• AIM: An exact reproduction of the records is required, with all images left out.
** Start of SUPPLIED ENTRIES **
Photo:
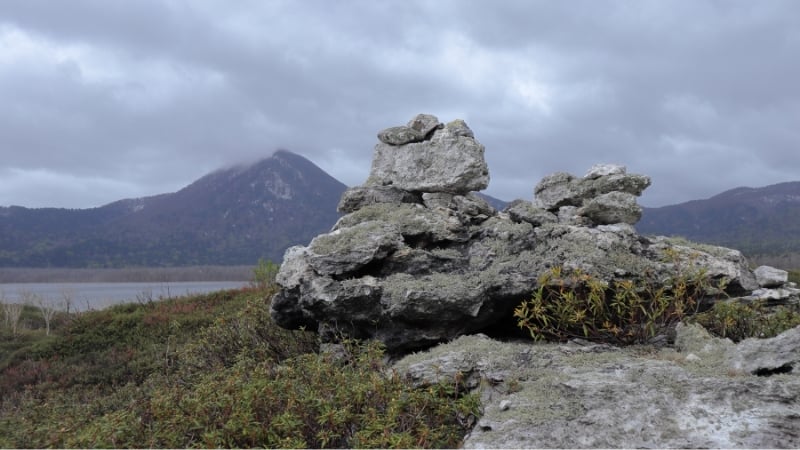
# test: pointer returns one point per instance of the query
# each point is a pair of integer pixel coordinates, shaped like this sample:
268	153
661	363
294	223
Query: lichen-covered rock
597	396
605	195
355	198
770	277
418	258
450	161
612	207
418	129
765	357
524	211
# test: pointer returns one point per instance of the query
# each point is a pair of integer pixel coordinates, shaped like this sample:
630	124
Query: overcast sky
103	100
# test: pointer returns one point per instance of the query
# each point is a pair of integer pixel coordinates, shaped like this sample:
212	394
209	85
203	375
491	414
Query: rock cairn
419	258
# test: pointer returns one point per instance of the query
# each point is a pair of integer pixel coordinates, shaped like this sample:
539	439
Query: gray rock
418	129
557	190
419	259
612	207
606	194
470	208
770	277
357	197
347	250
425	124
602	170
595	396
524	211
765	357
628	183
450	161
400	135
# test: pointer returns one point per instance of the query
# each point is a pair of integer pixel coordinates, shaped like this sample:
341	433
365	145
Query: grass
209	370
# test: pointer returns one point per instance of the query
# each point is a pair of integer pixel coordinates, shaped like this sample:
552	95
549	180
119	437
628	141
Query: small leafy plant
738	321
578	305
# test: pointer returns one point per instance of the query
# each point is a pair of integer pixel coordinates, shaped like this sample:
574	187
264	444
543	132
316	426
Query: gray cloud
105	100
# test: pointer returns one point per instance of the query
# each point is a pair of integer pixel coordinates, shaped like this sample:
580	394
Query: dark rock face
419	258
705	392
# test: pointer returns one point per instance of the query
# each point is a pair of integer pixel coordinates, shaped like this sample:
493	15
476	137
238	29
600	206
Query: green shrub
794	276
309	401
213	370
264	274
738	321
575	304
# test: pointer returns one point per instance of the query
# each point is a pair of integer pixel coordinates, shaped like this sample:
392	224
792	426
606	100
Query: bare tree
47	308
68	295
13	311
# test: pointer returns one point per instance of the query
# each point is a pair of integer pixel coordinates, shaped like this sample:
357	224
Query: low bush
213	370
738	321
310	400
577	305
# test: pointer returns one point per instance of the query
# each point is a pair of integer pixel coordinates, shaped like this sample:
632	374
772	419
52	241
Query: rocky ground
419	259
704	392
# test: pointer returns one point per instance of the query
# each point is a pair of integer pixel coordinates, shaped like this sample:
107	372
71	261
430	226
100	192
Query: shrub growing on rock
** End of SUPPLIED ENTRIES **
• EXPECTED ANSWER:
Photo:
# test: pointer returns one point per instance of the query
# each point is a pair of integer pixel coordinates, shaped like this sample:
268	153
661	363
294	223
Query: lichen-covered rock
597	396
605	195
355	198
770	277
418	258
450	161
612	207
418	129
765	357
524	211
# test: pointer returns one point per instance of the query
# each point is a pair of integer pixel coordinates, shaped like this sample:
630	124
Query: overcast sky
103	100
# test: pointer returns one point per instance of the query
# each point is a pair of integer pixel coordinates, shaped like this sample:
212	394
209	85
203	375
491	414
Query: rock cairn
419	258
# test: pointer returns one point per instance of the query
# each point is a pair of integer pixel coordinates, shaped like this sample:
539	439
Query: gray rock
418	129
557	190
419	259
612	207
606	194
470	208
770	277
357	197
347	250
425	124
602	170
595	396
524	211
765	357
628	183
450	161
400	135
# test: pointer returns one point per instance of the query
# each point is a pair of integer pixel coordinates, shaped like this sample:
341	433
365	145
Query: grass
209	370
# test: pointer returns one point per instance of the query
# each point is a pair of integer pixel coordinates, shaped like this sample:
552	95
549	180
119	437
628	141
Query: small leafy plant
738	321
578	305
# test: pointer returns one point per instance of the query
# each point is a pair of integer pixel coordinates, shaped like this sample:
574	187
264	444
543	132
316	426
Query: gray cloud
105	100
# test: pointer returns one point per instance of the query
# each point is a pair of integer pixel coordinates, shaped like this sample:
580	394
Query: dark rock face
419	258
705	392
# test: pointer returns one point per instance of the query
# each point is a pair of integer pixel coordinates, shaped like this sample:
493	15
476	137
238	29
600	206
Query: green shrub
794	276
309	401
213	370
264	274
738	321
575	304
# test: pointer returns one point per instance of the query
# each point is a pair of integer pixel coordinates, shaped like this sample:
392	224
792	426
606	100
Query: bare tree
47	308
68	295
13	311
# test: pointer returns one point per instance of the query
# each point is a pair of integer pixel coordinates, shaped like this sample:
357	224
Query: low bush
213	370
738	321
310	400
577	305
# test: pointer returns one point per instance of the query
# each point is a pair of integer pixel coordinates, shaped like this sample:
632	374
772	419
52	241
Query: rocky ground
419	259
704	392
# test: pointer returns one point per instance of the query
# each point is a pair of integer pixel coordinates, shaped like this sample:
107	372
71	261
430	226
100	192
Query: shrub growing on rock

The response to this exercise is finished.